_Goal of the exercise:_ Report each line of the listing below that contains the word "response", copying every such line in full.

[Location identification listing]

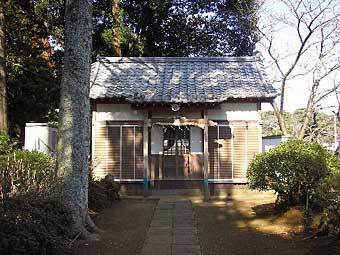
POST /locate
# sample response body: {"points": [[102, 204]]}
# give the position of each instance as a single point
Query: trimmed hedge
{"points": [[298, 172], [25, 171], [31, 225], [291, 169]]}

...

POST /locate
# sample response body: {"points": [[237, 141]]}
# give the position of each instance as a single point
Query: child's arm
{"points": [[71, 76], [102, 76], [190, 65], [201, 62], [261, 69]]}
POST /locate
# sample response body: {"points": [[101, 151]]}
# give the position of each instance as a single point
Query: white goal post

_Completed task:_
# sample response body: {"points": [[102, 204]]}
# sample response body: {"points": [[237, 141]]}
# sample response body: {"points": [[101, 151]]}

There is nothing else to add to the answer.